▸ **Task prompt**: Leave out the pictures and restate the rest of the data exactly.

▸ **Records for this exercise**:
* * * *
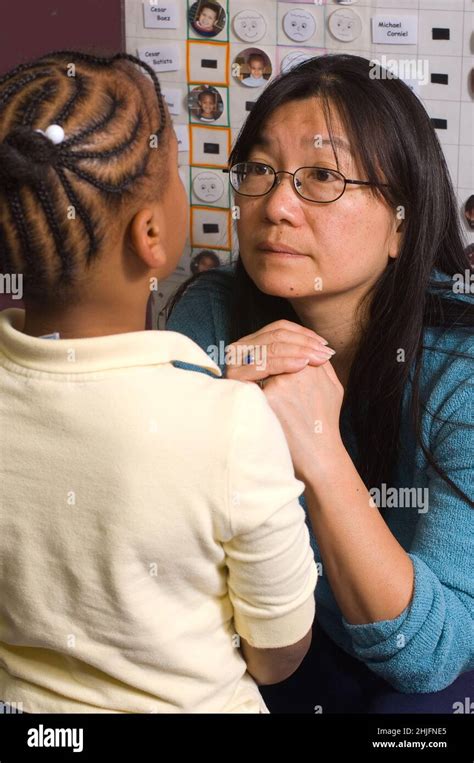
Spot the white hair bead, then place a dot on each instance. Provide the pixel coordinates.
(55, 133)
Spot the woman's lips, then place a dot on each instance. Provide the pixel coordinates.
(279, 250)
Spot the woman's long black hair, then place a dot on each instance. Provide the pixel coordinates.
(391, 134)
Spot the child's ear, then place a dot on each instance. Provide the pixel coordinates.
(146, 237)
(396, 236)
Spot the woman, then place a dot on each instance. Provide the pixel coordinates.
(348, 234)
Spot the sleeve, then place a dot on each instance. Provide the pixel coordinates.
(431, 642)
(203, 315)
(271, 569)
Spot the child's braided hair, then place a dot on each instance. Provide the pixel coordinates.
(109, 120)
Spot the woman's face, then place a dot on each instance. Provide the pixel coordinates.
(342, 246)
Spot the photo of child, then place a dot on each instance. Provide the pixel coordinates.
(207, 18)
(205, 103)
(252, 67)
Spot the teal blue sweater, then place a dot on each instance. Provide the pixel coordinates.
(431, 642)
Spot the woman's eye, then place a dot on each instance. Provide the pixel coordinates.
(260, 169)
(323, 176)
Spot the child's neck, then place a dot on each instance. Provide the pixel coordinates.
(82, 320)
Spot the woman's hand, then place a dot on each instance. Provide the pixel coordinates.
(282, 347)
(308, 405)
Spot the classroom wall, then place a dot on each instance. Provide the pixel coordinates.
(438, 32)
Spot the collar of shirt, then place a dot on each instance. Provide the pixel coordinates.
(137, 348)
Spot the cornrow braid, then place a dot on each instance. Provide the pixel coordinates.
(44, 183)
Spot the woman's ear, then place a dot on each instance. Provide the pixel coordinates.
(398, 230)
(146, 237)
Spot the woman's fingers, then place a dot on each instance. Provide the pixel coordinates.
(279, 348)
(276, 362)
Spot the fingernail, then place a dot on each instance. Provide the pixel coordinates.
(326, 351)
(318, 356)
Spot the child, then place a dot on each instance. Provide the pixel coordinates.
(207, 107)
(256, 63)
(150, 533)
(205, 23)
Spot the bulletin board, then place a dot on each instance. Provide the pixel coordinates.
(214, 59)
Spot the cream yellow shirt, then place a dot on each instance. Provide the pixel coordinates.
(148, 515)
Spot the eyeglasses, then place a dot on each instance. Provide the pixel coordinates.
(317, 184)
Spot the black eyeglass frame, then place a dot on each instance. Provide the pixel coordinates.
* * * *
▸ **Correct result**:
Spot the white hair bead, then place a dot on each instance. Provide the pixel coordinates.
(55, 133)
Spot the woman's lips, then place a dot on each instance. Provide the pixel coordinates.
(279, 250)
Spot the woman's long black hair, then place a dot on each instance. Provide the pixel coordinates.
(391, 134)
Spot the child's ear, then place a dot on each instance. Provide the pixel coordinates.
(146, 237)
(396, 236)
Spot the woman, then place a dot on each instance. Provide the pixel coordinates.
(348, 234)
Spot the sleeve, then place a dot on each instance. Provide the pixel coordinates.
(431, 642)
(203, 315)
(271, 569)
Spot the child's braided hair, then place a dot on each instance. Provide the pixel coordinates.
(109, 120)
Spot the woman's face, then place a dot on each instance. Provide the pixel coordinates.
(342, 246)
Spot the photo of child, then place a dot on each instance. Provide the pixel coordinates.
(207, 18)
(205, 103)
(252, 67)
Spot the teal blue sweater, then place a dot on each instance. Provide the pixel coordinates.
(431, 642)
Spot the woman's eye, then place a dot on each instance. Provide the pixel coordinates.
(260, 169)
(323, 176)
Spot the child's neck, then place a dot on each instance. Provide the pixel coordinates.
(82, 320)
Spot the woman's hand, then place a dot on each instance. Provide the pixel coordinates.
(282, 347)
(308, 405)
Spot the classroom wall, then place a dot on each instance. Provide the pixel coordinates.
(438, 32)
Spot the collar of shirt, then place a dot on each instance. Provide the pixel coordinates.
(137, 348)
Spot the cornrow braid, then place a dot on each instance. Provide the pixel coordinates.
(44, 183)
Spot the woman's ear, then place a dot on each instance. Provide the pixel coordinates.
(398, 230)
(146, 237)
Spot the woman's fingers, then place a dot on each instance. Provide the pixel coordinates.
(279, 348)
(276, 362)
Spot the fingernail, then place a dot on each instance. Provide the pixel coordinates.
(326, 351)
(318, 356)
Spot the child, then place a dot on each instance. Provide the pixel coordinates.
(207, 107)
(256, 63)
(150, 533)
(205, 23)
Spot the bulletin board, then place a dot on each instance. Provide the pixel coordinates.
(214, 59)
Spot the cream yellow shirt, then place a dot on each instance. Provide the pixel coordinates.
(148, 515)
Spot the eyeglasses, then place a dot on each instance. Provide the pixel coordinates.
(317, 184)
Spot the black eyeglass frame, then place a dot on each instance. Provide the pixel coordinates.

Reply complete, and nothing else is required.